* **ABOUT THIS TASK**:
Repeat every record below exactly as it appears.
(INPUT DATA begins)
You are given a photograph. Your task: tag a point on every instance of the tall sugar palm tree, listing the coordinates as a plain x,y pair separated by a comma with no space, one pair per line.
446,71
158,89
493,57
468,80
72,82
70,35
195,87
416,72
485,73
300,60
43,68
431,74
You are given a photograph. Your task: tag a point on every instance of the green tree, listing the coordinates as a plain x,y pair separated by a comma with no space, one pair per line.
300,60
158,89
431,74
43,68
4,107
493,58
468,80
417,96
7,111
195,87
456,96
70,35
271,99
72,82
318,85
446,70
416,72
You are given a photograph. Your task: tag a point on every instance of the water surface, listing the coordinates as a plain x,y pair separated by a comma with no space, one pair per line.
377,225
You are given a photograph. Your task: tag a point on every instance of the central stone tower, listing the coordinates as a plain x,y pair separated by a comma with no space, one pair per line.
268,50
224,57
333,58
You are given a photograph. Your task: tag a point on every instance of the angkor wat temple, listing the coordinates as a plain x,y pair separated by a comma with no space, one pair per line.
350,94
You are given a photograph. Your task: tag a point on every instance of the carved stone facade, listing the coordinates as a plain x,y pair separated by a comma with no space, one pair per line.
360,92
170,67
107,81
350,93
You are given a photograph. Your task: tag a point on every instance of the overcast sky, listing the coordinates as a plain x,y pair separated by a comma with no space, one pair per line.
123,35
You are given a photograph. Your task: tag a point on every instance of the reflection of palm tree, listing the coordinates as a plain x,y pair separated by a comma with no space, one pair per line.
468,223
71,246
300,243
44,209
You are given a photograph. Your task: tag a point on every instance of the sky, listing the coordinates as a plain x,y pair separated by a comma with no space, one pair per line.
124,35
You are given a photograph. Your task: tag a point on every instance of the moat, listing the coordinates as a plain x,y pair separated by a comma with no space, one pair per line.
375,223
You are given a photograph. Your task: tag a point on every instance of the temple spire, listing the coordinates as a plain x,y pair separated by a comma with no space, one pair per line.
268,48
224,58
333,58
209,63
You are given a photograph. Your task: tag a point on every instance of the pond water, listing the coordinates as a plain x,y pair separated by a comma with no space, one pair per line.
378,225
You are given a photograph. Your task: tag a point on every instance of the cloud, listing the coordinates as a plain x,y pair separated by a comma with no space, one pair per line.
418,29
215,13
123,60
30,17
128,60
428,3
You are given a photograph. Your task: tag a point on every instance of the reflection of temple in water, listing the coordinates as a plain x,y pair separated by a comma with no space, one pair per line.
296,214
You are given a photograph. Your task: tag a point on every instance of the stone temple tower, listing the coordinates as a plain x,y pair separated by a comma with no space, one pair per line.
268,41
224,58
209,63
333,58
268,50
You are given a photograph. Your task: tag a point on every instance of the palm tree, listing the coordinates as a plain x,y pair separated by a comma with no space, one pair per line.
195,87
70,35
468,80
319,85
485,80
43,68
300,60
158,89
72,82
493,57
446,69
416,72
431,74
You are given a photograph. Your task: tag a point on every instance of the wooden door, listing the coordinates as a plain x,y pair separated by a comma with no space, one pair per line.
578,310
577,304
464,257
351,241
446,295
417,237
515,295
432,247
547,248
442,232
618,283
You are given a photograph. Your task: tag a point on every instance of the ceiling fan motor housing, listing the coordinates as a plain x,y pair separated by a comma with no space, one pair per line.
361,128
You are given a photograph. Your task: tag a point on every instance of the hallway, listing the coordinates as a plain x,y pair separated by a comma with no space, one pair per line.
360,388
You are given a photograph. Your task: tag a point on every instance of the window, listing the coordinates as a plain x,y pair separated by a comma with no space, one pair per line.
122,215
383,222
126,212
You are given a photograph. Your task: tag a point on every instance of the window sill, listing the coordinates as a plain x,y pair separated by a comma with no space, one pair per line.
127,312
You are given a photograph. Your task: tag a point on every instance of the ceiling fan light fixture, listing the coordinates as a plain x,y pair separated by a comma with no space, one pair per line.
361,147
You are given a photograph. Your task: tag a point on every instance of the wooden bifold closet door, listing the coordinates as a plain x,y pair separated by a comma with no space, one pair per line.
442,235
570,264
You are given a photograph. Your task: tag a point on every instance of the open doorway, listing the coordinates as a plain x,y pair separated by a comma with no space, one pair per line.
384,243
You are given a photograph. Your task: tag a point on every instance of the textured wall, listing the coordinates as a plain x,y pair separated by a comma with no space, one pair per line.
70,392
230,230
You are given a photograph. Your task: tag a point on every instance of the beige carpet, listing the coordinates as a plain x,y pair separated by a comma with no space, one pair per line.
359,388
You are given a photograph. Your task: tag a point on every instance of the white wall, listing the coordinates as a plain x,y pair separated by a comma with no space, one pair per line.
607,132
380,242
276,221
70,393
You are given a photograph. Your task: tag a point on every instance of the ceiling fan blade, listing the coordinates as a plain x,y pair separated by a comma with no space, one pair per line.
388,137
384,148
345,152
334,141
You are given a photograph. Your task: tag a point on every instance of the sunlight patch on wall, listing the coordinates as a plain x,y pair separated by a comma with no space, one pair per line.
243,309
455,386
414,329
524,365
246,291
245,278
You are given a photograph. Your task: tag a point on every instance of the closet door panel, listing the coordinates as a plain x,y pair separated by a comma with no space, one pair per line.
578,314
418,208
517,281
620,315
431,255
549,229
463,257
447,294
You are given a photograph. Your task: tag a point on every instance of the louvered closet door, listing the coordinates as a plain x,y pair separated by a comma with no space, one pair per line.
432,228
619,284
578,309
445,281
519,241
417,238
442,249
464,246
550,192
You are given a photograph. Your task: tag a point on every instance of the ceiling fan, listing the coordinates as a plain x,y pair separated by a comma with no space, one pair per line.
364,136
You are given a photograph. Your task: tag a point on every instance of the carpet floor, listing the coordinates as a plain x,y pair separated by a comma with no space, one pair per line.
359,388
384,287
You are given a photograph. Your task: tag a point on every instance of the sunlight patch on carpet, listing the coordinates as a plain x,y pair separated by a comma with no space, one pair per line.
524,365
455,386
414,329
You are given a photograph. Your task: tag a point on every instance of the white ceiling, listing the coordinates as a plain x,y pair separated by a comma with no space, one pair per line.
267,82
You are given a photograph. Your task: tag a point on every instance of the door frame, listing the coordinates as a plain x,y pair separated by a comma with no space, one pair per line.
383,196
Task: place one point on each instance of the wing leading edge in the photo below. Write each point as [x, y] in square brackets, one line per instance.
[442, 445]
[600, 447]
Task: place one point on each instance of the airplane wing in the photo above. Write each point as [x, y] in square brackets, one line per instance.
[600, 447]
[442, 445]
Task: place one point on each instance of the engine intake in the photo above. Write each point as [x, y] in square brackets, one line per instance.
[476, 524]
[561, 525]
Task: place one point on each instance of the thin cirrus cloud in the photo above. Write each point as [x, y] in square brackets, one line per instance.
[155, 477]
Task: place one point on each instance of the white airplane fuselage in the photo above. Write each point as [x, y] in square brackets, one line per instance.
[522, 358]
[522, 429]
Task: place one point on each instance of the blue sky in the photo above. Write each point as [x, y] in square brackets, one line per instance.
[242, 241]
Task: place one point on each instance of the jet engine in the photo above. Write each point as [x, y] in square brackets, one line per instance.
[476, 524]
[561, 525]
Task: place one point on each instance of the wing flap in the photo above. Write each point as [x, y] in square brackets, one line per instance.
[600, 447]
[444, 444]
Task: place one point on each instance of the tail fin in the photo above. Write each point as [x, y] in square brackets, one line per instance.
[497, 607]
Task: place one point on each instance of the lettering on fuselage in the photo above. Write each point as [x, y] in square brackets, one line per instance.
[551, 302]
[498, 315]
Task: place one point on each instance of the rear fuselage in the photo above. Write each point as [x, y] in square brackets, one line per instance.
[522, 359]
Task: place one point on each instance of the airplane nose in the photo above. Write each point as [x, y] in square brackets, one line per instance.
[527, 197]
(INPUT DATA ends)
* **EXERCISE OUTPUT**:
You are given a photograph. Your task: tag a point on every instance of the tall sugar palm tree, listing the coordinates as a plain x,y pair separated by a comma with no space, one pair per line.
446,71
158,89
493,57
468,80
72,82
70,35
195,87
416,72
485,73
300,60
43,68
431,74
You are given a photograph. Your task: tag a point on every instance of the green tree, listing the coordinates as a plain x,y pair separated by a comma with no space, one pair per line.
300,60
158,89
431,74
43,68
4,107
493,58
468,80
417,96
7,111
195,87
456,96
70,35
271,99
72,82
318,85
446,70
416,72
You are given a photograph. Your task: tag a point on every instance of the water surface, listing the coordinates as a plain x,y pair separated by a comma with no space, one pair per line.
377,225
You are given a photograph. Your task: tag a point on every instance of the central stone tower, listing the coordinates as a plain x,y pair separated by a comma with no space, one pair per line.
268,50
224,57
333,58
You are given a photograph. Your task: tag a point on every instance of the angkor wat temple, listing the coordinates as a plain x,y pair separated by a comma with no space, one pair per line.
350,94
You are given a photograph. Your task: tag a point on every instance of the carved stone facade, listing the coordinates as a plain x,y pair separated by a comma with no space, one pair per line.
360,92
170,67
107,81
350,93
You are given a photograph. Your task: tag a point on every instance of the overcast sky, listing the coordinates as a plain x,y pair separated by a comma with no space, one pair per line.
123,35
You are given a photograph. Your task: tag a point on every instance of the reflection of palm tree, listing the coordinates as a plain x,y pair separated by a comma with no space, one pair per line.
468,223
71,246
300,243
44,209
You are given a photograph. Your task: tag a point on every instance of the sky, listing the coordinates as a plain x,y pair separated by a comma with no space, one pair per line.
124,35
You are given a photograph. Your task: tag a point on every instance of the moat, listing the coordinates as a plain x,y pair separated by a comma with no space, one pair per line.
375,223
You are given a photograph. Your task: tag a point on every instance of the temple spire, listing the coordinates as a plain x,y pair separated by a comma with no space, one pair per line.
268,48
224,58
333,58
209,63
You are given a photograph. Your task: tag a point on every instance of the pond water, listing the coordinates as a plain x,y pair separated by a comma with no space, one pair per line.
378,225
You are given a photograph. Your task: tag a point on every instance of the cloud, listing the coordinates as a plain x,y pair separated by a comma with no space, one pair per line.
418,29
215,13
123,60
30,17
128,60
428,3
You are given a photograph. Your task: tag a point on every instance of the reflection of temple in water, listing the coordinates as a plain x,y pair separated by a comma with no space, one pair per line.
296,214
You are given a photograph. Your task: tag a point on every instance of the stone temple tower, listing the coordinates as a plain x,y pair separated by a comma with no space, one pair per line.
268,41
224,58
209,63
333,58
268,50
You are given a photograph. Your task: tag a point on every instance of the palm tree, listing the coordinates as a plain x,y pair separated by a comma with no space, one pair per line.
195,87
70,35
468,80
319,85
485,80
43,68
300,60
158,89
72,82
493,57
446,69
416,72
431,74
You are given a photograph. Your task: tag a point on every instance of the wooden door, listing the coordinates as a plain x,y pair separated by a comma with no space, one pair per line.
578,310
577,304
464,257
351,241
446,295
417,237
515,295
432,247
547,248
442,232
618,283
You are given a photograph. Your task: tag a point on every instance of the ceiling fan motor housing, listing the coordinates as a plain x,y pair separated by a comma with no space, one pair per line.
361,128
You are given a photograph. Your task: tag a point on every instance of the hallway, listing the coordinates as a plain x,y pair separated by a comma with no space, one pair per line.
360,388
You are given a photograph. Your task: tag a point on every instance of the window, listing the coordinates as a plain x,y pair separated by a comma with no space, one pair per line.
122,215
383,222
126,212
You are given a photograph. Your task: tag a point on every instance of the window sill, listing the coordinates as a plain x,y pair separated by a comma with no space, one pair per line.
127,312
You are given a photograph. Your task: tag a point on every instance of the ceiling fan light fixture, listing the coordinates as a plain x,y pair separated by a comma with no space, one pair per line.
361,147
You are given a photograph. Your task: tag a point on every instance of the wooden bifold closet door, listing the coordinates as a plain x,y pair separated by a comma with no space, one pair per line.
442,235
570,264
You are given a photograph. Your task: tag a point on every instance of the open doorway, listing the coordinates as a plain x,y pair separated by a comma with no space, one pair per line.
384,243
You are given a photograph. Your task: tag a point on every instance of the textured wall, listing the coordinates as a plain x,y pair separated by a comma with no space, one pair per line.
70,392
230,230
You are given a photograph. Your task: tag a point on every instance of the beige carpet, listing the coordinates as a plain x,y pair separated by a comma with no space, one pair per line.
359,388
You are given a photograph. Your task: tag a point on every instance of the white wall, listing the coordinates as a plain x,y pair separated by a comma with no space, one pair per line.
607,132
380,242
276,221
70,393
You are given a photograph. Your task: tag a point on every instance of the ceiling fan blade, listing the coordinates as a plain x,y pair separated by a comma with no space, one pair per line.
388,137
384,148
345,152
334,141
You are given a photograph. Your task: tag a point on every instance of the sunlight patch on wall, listing the coordinates as a plain x,y pair separated by a comma with no space, one pair per line.
243,309
455,386
414,329
524,365
246,291
245,278
You are given a photograph. Your task: tag a point on every instance of the closet door panel, listing the coordinates as a plain x,y pair separated by a comma with no space, one pair per line.
578,314
418,208
517,281
620,315
431,255
549,229
463,257
447,294
You are given a photograph. Your task: tag a point on every instance of the louvered closet door, listing the coordinates as a plain x,y pair separated by a comma with no space, one pair per line.
432,228
619,284
578,309
445,281
519,241
417,238
442,249
464,246
550,192
You are given a photograph. Your task: tag a point on every instance of the ceiling fan, listing the coordinates as a plain x,y pair separated by a comma with no space, one pair per line.
364,136
You are given a photograph. Your task: tag a point on every instance of the carpet floor, listing the coordinates as a plain x,y pair separated by a comma with no space, one pair per line.
359,388
384,287
You are given a photograph. Your task: tag a point on every instance of the sunlight patch on carpet, listing the coordinates as a plain x,y pair separated by a comma with no space, one pair per line.
524,365
455,386
414,329
You are given a photograph. Your task: tag a point on every instance of the white ceiling, listing the coordinates as a plain x,y pair separated by a comma with no space, one pair per line.
267,82
You are given a photograph. Your task: tag a point on every instance of the door frame, listing the coordinates as a plain x,y pair separated by a comma with no space, one pair per line.
383,196
Task: place one point on each instance of the wing leading edge in the photo below. Write each point as [x, y] in square brackets, one line per instance.
[442, 445]
[600, 447]
Task: place one point on each instance of the airplane wing in the photo above. Write each point as [x, y] in square brackets, one line per instance.
[600, 447]
[442, 445]
Task: place one point on each instance of the engine intake in the photo above. Write each point as [x, y] in square brackets, one line per instance.
[476, 524]
[561, 525]
Task: place one point on each instance of the thin cirrus cloud in the photo above. Write each point as [x, y] in square brackets, one line per instance.
[155, 477]
Task: place one point on each instance of the white airplane fuselage in the photo above. Write each point as [x, y] in square brackets, one line per instance.
[522, 358]
[522, 429]
Task: place one point on each instance of the blue sky in the photo above. Write each point as [x, y] in square brackets, one line per instance.
[242, 241]
Task: place one point on each instance of the jet engine in the photo above. Write each point as [x, y] in square brackets, one line per instance.
[476, 524]
[561, 525]
Task: place one point on each instance of the wing flap in the photo above. Write each point as [x, y] in square brackets, one line per instance.
[600, 447]
[444, 444]
Task: place one point on each instance of the tail fin in the photo above. Write each point as [x, y] in square brackets, one line per instance.
[497, 607]
Task: place one point on each instance of the lettering on fuselage in the photo above. Write each point as [x, y] in square brackets, one line per instance.
[551, 302]
[498, 315]
Task: place one point on each instance of the rear fuselage in the photo above. Write each point as [x, y] in square brackets, one line per instance.
[522, 359]
Task: place one point on each instance of the airplane nose in the photo above. Write each point as [x, y] in square brackets, one line per instance.
[527, 197]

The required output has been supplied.